[START OF INFORMATION SUPPLIED]

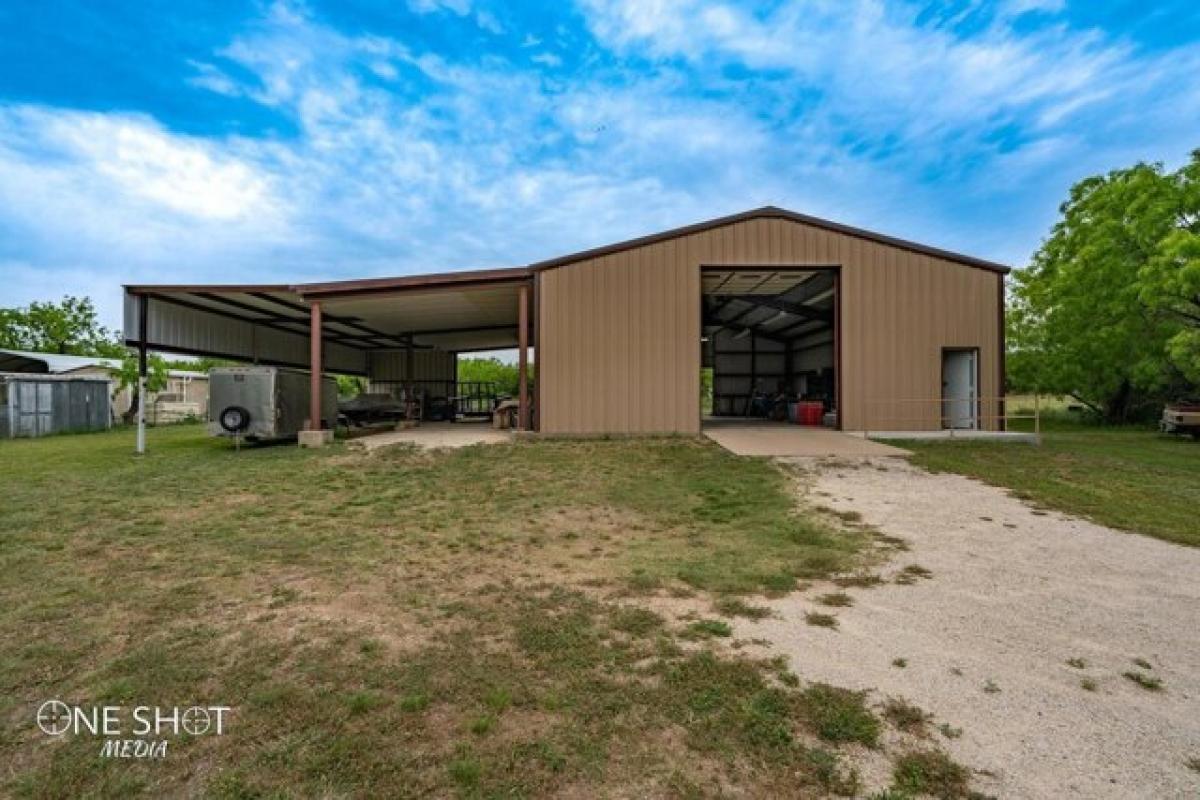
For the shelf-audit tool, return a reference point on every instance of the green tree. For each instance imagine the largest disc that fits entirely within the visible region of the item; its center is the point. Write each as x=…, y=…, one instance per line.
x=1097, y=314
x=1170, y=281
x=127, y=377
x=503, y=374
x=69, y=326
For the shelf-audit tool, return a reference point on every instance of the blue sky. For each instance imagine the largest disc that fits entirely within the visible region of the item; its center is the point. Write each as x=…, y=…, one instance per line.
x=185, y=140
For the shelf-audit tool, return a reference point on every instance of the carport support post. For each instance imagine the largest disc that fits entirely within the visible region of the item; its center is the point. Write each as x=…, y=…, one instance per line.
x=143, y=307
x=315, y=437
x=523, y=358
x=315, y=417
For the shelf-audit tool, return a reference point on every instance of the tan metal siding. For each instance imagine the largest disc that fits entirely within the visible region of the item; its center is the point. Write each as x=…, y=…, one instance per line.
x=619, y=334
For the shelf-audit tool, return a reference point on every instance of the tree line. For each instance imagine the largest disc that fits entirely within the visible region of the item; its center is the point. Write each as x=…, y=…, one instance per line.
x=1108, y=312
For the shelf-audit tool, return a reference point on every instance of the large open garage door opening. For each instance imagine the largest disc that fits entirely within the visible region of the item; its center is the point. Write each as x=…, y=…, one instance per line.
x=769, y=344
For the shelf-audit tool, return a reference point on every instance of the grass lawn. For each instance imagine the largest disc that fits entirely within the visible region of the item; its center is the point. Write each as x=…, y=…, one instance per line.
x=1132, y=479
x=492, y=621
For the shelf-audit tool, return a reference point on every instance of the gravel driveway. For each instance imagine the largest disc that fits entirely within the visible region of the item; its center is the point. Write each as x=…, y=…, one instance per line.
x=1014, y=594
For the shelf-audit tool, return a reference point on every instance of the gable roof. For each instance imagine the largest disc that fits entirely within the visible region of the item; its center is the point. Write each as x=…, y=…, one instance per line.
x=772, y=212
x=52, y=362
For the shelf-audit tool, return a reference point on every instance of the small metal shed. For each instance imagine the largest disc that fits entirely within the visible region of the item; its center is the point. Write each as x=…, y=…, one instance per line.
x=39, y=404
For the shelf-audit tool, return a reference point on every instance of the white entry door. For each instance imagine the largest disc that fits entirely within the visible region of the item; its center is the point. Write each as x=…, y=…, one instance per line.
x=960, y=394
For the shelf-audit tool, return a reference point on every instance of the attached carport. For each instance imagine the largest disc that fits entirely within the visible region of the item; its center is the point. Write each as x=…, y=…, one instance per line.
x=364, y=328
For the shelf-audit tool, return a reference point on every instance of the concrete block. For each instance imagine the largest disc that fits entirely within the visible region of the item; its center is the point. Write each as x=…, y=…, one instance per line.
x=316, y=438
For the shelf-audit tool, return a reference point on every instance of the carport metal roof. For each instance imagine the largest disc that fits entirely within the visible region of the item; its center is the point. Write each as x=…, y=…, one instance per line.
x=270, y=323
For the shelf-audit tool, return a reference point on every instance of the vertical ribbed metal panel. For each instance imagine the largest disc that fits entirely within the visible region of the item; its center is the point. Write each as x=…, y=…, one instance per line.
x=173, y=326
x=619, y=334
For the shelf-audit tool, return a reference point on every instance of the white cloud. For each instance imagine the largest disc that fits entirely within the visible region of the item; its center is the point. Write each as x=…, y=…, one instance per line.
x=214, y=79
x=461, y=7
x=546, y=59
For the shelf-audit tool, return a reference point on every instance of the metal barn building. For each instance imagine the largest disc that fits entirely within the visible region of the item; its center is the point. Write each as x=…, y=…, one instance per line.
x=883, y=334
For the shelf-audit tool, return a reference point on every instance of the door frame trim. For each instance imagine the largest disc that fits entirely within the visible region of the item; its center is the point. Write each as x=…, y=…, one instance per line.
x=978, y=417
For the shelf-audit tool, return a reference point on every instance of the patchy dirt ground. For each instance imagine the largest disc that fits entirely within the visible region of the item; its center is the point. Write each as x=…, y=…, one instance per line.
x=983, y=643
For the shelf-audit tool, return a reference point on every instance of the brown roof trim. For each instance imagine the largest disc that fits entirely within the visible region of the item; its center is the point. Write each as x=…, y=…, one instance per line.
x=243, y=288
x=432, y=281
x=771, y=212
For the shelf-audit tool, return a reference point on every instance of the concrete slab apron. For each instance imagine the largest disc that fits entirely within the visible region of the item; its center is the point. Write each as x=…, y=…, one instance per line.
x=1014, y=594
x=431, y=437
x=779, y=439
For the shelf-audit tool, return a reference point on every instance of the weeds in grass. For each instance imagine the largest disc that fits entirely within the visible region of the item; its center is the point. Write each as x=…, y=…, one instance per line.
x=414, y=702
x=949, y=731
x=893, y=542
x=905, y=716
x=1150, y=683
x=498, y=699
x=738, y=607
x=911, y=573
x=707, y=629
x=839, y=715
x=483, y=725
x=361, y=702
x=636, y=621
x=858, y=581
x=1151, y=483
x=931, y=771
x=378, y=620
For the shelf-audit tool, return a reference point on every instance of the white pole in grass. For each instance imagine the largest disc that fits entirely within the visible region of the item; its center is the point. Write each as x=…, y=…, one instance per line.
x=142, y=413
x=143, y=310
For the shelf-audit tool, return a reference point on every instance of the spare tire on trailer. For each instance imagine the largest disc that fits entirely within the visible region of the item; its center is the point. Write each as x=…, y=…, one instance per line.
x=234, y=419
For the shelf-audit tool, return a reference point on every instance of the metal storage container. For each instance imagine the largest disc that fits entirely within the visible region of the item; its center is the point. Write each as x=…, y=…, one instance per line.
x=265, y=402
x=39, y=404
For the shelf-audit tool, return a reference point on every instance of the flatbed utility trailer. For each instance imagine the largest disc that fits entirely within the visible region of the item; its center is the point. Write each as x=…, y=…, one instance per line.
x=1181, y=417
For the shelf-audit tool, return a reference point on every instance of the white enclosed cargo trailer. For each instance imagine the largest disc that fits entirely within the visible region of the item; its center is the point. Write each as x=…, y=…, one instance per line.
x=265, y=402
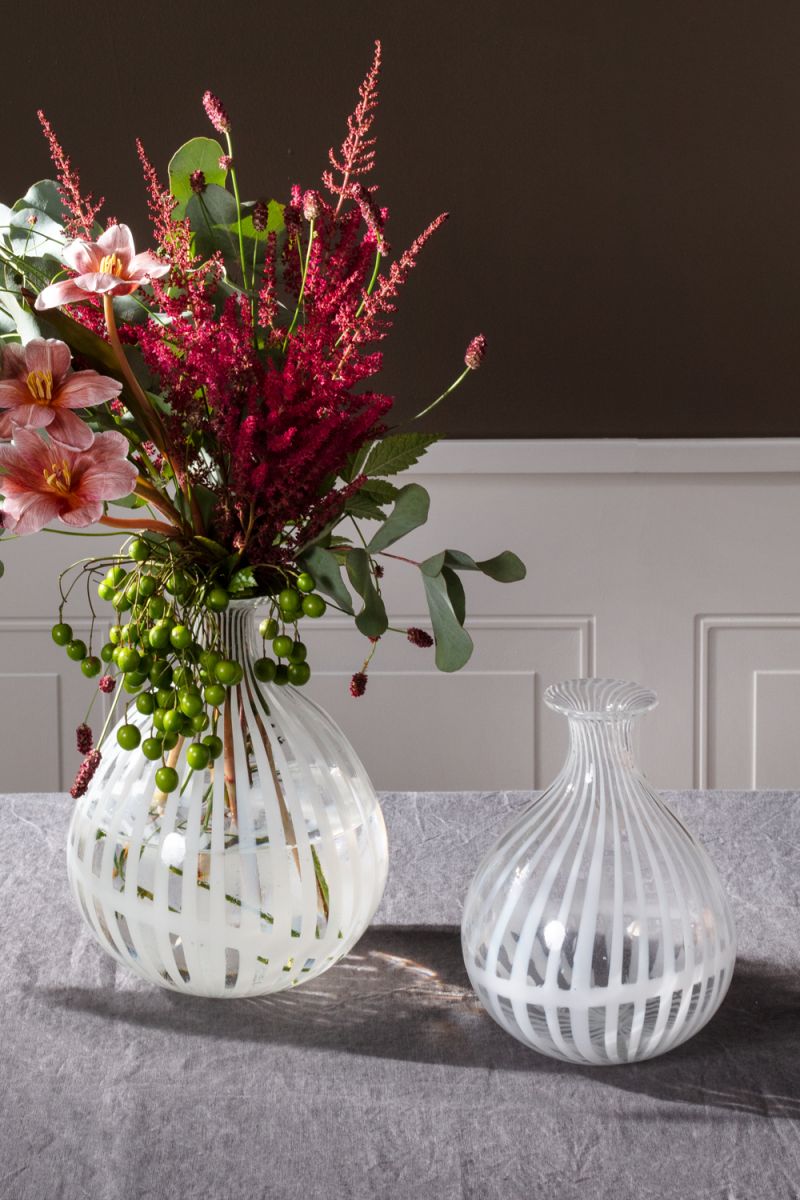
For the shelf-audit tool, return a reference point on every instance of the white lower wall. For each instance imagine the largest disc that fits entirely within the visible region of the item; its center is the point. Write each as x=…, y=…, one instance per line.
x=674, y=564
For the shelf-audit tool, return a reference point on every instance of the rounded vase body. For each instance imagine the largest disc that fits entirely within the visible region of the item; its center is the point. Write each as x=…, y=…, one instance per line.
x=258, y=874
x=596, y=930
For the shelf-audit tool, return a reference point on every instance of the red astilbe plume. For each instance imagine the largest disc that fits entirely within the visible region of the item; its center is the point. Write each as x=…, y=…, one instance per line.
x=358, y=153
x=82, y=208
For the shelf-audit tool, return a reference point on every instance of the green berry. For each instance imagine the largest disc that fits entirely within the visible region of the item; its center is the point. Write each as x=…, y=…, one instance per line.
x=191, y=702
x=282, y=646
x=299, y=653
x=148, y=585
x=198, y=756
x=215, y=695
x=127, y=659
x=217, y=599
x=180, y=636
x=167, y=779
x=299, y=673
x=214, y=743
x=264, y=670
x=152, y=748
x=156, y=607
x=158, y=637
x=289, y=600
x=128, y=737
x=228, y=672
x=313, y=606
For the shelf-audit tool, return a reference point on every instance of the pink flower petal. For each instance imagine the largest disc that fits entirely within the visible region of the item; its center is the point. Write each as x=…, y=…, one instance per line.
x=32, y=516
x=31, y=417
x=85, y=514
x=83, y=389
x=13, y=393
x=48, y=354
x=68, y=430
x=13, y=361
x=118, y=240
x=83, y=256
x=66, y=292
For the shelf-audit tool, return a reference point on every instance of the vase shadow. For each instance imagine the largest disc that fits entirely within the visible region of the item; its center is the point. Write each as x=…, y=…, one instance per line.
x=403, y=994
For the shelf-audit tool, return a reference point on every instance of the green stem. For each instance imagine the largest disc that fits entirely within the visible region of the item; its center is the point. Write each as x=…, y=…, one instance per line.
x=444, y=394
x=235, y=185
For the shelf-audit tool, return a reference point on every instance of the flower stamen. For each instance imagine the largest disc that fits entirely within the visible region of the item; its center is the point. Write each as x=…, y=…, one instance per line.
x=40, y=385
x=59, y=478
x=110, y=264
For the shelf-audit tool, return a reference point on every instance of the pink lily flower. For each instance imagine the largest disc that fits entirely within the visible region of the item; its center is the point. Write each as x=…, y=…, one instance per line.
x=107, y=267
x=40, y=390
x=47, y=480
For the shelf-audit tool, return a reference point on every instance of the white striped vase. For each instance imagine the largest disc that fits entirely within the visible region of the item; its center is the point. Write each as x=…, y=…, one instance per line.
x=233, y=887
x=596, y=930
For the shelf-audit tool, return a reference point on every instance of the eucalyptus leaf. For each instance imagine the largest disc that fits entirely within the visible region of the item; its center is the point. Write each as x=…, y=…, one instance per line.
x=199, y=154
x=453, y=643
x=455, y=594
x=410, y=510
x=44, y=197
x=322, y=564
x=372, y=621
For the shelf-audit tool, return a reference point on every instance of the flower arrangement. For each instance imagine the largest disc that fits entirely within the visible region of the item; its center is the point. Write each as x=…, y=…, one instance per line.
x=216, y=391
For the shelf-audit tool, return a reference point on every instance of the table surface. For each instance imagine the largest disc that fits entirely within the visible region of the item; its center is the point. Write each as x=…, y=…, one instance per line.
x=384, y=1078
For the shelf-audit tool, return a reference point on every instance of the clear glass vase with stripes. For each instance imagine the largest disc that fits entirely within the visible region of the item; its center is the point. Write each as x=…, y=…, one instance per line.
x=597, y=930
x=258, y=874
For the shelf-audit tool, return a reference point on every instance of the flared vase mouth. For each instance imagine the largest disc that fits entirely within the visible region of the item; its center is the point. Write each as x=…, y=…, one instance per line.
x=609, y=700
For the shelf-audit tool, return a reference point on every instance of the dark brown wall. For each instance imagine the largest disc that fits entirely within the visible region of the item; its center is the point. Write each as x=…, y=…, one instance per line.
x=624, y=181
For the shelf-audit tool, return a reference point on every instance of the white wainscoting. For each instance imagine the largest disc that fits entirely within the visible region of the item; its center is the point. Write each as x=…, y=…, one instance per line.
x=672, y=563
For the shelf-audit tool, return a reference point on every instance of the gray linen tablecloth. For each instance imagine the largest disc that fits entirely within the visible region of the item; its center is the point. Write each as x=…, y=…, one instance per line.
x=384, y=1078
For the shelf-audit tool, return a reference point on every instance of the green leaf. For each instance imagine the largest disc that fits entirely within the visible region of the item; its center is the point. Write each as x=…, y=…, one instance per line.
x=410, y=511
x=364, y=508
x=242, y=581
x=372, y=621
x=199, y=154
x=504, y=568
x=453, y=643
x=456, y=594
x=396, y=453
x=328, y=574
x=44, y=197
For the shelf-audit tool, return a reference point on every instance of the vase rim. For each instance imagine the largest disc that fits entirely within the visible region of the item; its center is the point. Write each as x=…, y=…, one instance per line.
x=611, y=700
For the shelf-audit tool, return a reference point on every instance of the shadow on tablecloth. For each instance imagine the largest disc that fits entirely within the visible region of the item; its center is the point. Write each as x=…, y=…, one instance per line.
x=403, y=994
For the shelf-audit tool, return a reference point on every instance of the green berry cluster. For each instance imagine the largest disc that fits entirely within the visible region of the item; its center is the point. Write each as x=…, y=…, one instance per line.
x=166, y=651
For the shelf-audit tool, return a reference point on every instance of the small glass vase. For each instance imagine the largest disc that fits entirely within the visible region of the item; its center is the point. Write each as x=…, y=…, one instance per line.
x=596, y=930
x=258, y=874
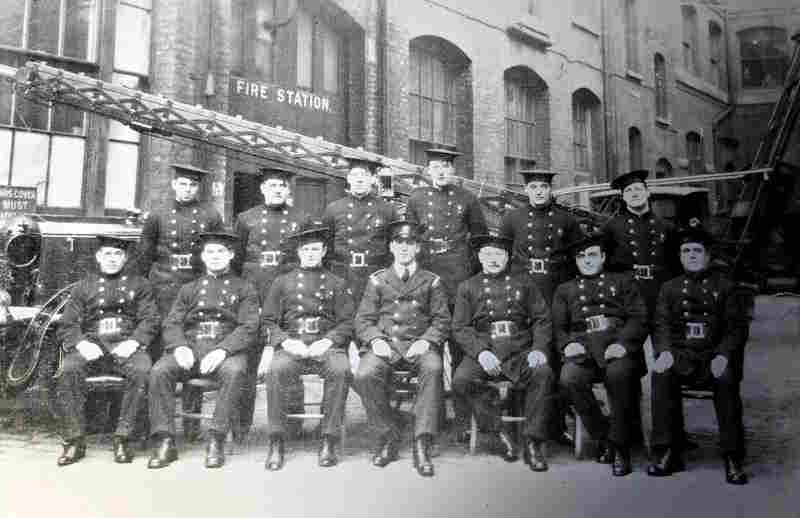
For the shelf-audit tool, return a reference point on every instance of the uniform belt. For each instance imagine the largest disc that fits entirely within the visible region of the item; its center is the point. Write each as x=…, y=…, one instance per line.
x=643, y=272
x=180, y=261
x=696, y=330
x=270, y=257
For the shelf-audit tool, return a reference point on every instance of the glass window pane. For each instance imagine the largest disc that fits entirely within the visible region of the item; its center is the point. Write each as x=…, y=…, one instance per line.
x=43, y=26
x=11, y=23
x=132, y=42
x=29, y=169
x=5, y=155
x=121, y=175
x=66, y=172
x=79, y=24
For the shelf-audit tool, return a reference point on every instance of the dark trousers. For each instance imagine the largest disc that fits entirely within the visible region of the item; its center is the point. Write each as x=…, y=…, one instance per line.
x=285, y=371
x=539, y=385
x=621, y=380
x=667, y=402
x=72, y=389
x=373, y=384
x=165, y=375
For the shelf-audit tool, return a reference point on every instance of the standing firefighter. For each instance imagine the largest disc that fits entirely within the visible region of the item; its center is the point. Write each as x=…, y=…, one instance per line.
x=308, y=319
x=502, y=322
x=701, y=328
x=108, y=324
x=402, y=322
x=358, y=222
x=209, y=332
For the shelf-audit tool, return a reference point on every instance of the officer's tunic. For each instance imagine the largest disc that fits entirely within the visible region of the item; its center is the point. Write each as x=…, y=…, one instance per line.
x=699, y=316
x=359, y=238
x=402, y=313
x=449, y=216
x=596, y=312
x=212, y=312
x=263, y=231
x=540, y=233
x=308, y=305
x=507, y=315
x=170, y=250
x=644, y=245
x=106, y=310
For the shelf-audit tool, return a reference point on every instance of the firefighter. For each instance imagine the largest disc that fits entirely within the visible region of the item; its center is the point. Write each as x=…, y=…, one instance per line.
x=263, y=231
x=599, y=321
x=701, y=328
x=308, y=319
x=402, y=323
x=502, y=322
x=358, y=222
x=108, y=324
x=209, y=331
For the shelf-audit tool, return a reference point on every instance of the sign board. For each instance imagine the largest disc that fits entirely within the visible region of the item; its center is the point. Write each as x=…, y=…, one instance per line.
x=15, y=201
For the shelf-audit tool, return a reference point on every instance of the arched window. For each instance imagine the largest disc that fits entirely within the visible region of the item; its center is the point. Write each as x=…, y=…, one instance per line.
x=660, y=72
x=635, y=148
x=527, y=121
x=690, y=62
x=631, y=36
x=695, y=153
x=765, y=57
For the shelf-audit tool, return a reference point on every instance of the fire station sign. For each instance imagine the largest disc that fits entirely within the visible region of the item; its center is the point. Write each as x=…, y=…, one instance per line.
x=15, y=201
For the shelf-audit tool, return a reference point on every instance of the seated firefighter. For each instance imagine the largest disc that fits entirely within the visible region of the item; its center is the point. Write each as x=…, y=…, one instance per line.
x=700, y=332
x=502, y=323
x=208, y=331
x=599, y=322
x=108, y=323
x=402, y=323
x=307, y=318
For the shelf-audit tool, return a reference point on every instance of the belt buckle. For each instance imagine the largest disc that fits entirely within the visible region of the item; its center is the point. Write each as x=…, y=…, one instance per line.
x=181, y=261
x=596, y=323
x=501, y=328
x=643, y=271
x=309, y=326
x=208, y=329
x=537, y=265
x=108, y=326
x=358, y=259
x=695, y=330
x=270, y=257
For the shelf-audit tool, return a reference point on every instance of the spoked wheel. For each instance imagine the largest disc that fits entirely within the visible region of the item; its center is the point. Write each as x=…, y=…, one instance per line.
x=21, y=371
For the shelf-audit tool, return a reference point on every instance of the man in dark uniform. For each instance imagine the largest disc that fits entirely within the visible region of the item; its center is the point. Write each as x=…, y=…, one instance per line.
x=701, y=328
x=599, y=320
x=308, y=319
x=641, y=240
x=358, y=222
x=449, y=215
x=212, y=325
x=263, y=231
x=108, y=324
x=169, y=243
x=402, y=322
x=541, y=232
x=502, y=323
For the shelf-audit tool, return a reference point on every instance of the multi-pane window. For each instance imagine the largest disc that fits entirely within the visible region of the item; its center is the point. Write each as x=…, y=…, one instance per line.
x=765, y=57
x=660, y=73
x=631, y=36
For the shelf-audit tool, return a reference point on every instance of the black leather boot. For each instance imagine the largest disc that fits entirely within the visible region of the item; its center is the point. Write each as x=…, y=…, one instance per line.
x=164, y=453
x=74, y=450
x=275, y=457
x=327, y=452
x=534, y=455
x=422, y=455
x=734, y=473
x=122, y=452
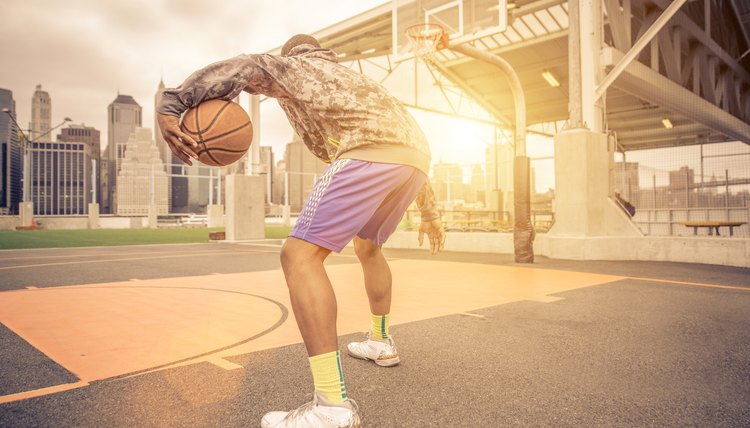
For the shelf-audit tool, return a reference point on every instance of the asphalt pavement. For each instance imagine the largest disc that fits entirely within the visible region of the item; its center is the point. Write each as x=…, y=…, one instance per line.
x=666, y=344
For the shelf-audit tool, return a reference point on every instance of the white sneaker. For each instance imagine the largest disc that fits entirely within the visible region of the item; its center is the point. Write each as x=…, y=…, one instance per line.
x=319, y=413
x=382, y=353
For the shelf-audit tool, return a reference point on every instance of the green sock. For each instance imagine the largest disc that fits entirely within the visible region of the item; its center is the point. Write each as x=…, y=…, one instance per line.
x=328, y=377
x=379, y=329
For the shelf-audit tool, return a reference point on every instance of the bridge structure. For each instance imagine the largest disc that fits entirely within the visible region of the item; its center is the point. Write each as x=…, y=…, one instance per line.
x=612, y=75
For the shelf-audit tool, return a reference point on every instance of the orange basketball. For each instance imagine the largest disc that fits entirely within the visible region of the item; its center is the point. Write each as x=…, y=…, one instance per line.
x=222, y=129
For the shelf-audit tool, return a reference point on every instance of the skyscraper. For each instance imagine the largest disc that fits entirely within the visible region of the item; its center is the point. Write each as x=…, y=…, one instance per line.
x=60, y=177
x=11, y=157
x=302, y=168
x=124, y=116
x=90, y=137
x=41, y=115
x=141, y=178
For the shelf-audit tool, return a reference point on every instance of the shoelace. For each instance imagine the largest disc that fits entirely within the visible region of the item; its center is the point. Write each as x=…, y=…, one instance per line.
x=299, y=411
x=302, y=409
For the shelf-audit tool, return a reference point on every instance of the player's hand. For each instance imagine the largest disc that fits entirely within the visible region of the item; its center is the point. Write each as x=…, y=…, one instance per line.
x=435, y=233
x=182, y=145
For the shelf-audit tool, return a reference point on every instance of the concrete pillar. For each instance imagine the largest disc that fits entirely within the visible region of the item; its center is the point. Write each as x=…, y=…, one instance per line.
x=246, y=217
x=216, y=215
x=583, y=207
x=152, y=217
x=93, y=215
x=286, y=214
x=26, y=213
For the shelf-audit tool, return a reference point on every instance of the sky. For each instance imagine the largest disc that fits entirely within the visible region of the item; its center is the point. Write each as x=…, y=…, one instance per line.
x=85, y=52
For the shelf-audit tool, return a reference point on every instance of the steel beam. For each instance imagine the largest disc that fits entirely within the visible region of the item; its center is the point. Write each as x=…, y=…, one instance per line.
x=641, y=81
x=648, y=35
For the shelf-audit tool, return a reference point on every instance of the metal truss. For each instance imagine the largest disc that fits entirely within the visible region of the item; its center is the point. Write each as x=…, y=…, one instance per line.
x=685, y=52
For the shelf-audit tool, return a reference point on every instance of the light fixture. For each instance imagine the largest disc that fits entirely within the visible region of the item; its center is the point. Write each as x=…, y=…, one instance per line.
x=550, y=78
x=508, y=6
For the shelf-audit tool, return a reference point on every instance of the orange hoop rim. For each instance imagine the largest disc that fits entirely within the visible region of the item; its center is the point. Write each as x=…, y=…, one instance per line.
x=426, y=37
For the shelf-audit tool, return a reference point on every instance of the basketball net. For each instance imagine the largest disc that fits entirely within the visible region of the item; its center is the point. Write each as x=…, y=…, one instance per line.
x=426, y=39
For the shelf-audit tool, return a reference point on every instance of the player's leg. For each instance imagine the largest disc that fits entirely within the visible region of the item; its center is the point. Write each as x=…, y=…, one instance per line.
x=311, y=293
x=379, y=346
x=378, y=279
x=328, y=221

[END OF INFORMATION SUPPLIED]

→ **SET PROBLEM**: Rewrite the listing, starting with its first line and going on through the line with "x=492, y=621", replacing "carport support post" with "carport pillar" and leaving everything else unchanged. Omit the pictures from your answer.

→ **EXPECTED ANSWER**:
For the shelf-audit tool, return a reference point on every instance of the green tree. For each instance imagine the largest disc that fits entirely within the visible region of the item; its center is the point. Write each as x=…, y=…, one instance per line.
x=1097, y=314
x=1170, y=281
x=127, y=377
x=503, y=374
x=69, y=326
For the shelf-audit tool, return a reference point on every instance of the blue sky. For each instance imagine the largest disc that fits entirely within the visible region of the item; its center is the point. Write each as x=…, y=…, one instance per line.
x=185, y=140
For the shelf-audit tool, return a reference point on every instance of the carport pillar. For each instance imagine the largest disc that fits entirely within the visible region of the item; its center is the point. Write each as x=…, y=…, one instance per line.
x=143, y=307
x=315, y=437
x=523, y=358
x=315, y=417
For the shelf-audit tool, return a reference point on every instance of the tan metal siding. For each instance imagine the largest disc that fits entirely within the visible region of the item; its center is the point. Write each as x=…, y=…, one instance per line.
x=619, y=334
For the shelf-audit tool, return a reference point on every instance of the tree line. For each instance imagine the largest disc that fits entirely within the visible region of the item; its center is the point. Write each as x=…, y=…, one instance per line.
x=1108, y=312
For the shelf-audit tool, return a reference point on every instance of the large open garage door opening. For each instance imagine the largest disc that fits entirely within the visible region of the item; its center is the point. Write each as x=…, y=…, one instance per line.
x=769, y=344
For the shelf-audit tool, return a reference point on every instance of the grass lawn. For each instance imagine the largest disc that fits entirely within the visible region of the item; its center is the point. Write each as x=…, y=…, one instance per line.
x=1132, y=479
x=492, y=621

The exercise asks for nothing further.